*To do*.
Pick out each line of the listing below that contains the word "fingernail" and copy those lines.

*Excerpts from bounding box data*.
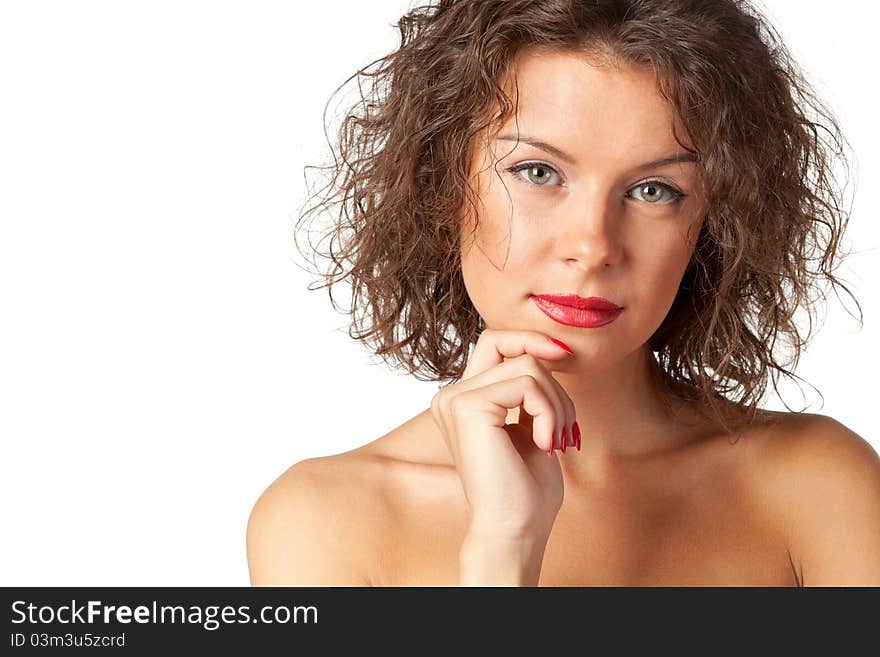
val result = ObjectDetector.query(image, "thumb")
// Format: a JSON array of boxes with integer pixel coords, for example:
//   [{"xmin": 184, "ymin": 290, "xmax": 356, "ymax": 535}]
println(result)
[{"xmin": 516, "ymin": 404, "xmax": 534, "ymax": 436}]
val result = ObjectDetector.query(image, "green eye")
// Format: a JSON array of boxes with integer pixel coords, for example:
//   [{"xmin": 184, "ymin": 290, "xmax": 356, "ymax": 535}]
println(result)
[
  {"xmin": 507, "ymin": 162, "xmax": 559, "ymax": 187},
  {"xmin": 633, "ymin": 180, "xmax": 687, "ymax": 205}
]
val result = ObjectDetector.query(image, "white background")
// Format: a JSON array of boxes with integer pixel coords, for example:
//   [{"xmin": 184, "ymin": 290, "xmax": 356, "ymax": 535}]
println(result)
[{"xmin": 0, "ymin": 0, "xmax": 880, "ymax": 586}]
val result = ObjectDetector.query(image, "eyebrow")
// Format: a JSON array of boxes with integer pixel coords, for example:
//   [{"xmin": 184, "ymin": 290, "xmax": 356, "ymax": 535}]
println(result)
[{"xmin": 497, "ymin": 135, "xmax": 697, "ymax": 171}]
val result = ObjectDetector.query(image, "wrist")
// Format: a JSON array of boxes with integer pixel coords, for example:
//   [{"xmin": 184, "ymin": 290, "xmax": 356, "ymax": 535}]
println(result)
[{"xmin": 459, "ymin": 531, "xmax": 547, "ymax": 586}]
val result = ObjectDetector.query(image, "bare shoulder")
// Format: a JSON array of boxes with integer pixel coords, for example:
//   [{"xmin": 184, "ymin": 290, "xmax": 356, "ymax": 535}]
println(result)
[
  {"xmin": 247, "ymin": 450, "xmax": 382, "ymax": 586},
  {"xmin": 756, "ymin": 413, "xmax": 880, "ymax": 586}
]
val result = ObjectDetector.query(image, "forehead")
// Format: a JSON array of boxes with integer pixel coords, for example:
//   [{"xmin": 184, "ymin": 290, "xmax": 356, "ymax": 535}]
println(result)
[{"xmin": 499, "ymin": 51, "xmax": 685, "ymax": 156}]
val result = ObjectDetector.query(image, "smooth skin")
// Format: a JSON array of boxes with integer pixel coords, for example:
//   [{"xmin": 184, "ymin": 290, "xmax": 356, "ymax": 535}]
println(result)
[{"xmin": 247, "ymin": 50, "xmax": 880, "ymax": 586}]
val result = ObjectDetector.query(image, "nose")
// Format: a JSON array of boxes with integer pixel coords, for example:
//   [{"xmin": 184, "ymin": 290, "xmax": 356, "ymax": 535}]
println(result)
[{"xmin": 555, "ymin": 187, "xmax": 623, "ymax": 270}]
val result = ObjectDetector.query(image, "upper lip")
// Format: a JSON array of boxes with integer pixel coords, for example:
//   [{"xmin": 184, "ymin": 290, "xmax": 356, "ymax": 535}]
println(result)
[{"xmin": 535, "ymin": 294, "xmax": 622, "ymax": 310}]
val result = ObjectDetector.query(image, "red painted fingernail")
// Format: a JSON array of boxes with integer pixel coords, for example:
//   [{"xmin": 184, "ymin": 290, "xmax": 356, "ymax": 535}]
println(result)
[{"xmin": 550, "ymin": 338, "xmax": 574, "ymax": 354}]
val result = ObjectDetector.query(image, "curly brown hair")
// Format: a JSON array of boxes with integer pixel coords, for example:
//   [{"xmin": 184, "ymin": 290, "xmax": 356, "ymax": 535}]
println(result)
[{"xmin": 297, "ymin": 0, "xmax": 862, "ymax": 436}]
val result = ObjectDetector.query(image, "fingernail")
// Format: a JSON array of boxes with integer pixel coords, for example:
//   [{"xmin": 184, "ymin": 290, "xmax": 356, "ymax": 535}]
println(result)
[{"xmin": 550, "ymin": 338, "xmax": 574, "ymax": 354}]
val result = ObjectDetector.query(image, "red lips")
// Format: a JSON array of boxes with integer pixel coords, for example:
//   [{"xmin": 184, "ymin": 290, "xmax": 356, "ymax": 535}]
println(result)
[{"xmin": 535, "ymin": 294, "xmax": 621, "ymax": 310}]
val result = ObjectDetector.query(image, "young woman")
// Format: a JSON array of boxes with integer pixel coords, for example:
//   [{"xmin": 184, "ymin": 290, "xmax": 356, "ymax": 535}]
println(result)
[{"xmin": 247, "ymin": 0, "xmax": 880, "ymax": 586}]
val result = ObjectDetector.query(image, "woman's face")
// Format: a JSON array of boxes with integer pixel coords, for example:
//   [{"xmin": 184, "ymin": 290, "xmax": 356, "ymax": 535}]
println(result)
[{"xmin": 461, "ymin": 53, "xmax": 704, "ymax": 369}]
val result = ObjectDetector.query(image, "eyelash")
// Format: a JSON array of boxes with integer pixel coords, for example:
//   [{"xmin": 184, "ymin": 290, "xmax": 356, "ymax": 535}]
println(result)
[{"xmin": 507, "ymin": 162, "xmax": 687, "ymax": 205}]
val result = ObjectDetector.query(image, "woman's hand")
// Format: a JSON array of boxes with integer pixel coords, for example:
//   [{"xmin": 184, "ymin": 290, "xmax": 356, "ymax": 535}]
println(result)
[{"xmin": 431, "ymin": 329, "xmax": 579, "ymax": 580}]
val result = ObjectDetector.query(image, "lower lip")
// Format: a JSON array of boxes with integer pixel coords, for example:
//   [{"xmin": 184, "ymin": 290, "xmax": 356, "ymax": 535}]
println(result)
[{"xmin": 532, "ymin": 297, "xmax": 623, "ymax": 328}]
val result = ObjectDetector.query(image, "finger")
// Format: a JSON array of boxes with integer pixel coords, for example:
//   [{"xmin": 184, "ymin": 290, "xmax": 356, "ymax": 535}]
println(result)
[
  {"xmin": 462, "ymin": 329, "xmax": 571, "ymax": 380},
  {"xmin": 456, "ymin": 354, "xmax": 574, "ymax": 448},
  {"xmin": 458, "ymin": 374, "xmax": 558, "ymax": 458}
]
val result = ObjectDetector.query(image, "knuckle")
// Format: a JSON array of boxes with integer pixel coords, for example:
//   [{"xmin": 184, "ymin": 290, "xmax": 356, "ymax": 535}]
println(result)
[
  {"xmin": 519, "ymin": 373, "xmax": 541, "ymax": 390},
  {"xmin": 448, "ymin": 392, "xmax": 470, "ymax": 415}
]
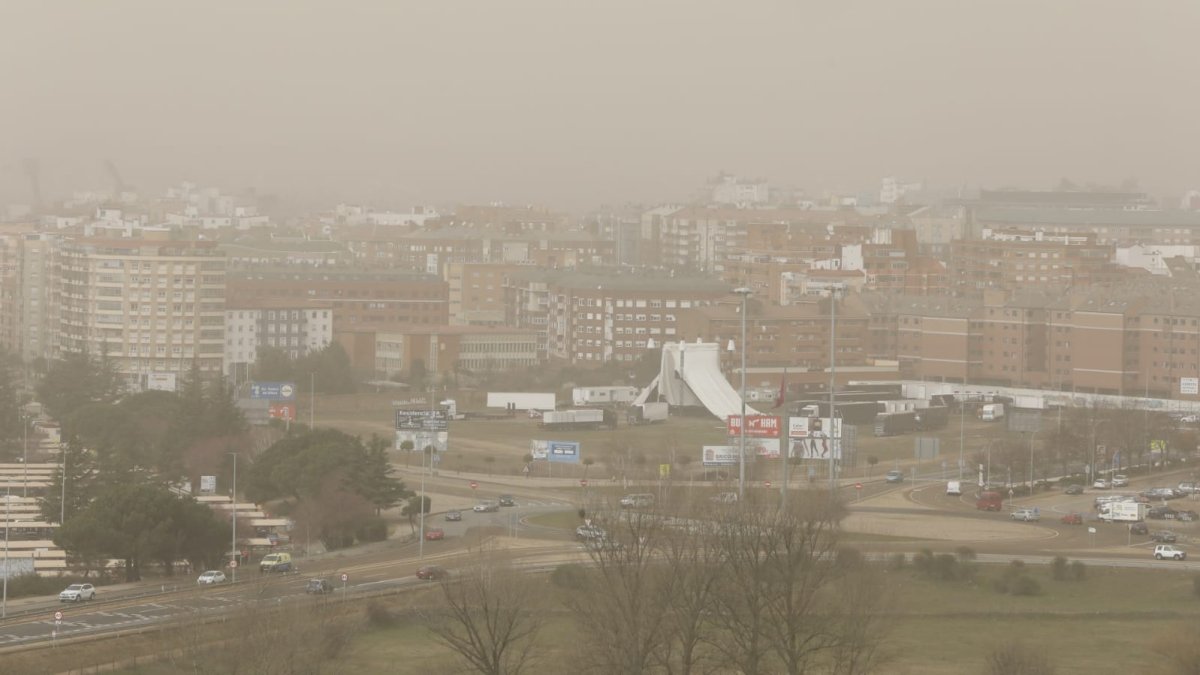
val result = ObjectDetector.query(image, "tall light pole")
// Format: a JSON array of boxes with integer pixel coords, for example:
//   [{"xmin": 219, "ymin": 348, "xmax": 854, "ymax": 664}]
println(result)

*Answer in full*.
val result = ObjectDetector.query(image, "red painted fingernail")
val result = ObjectDetector.query(image, "fingernail")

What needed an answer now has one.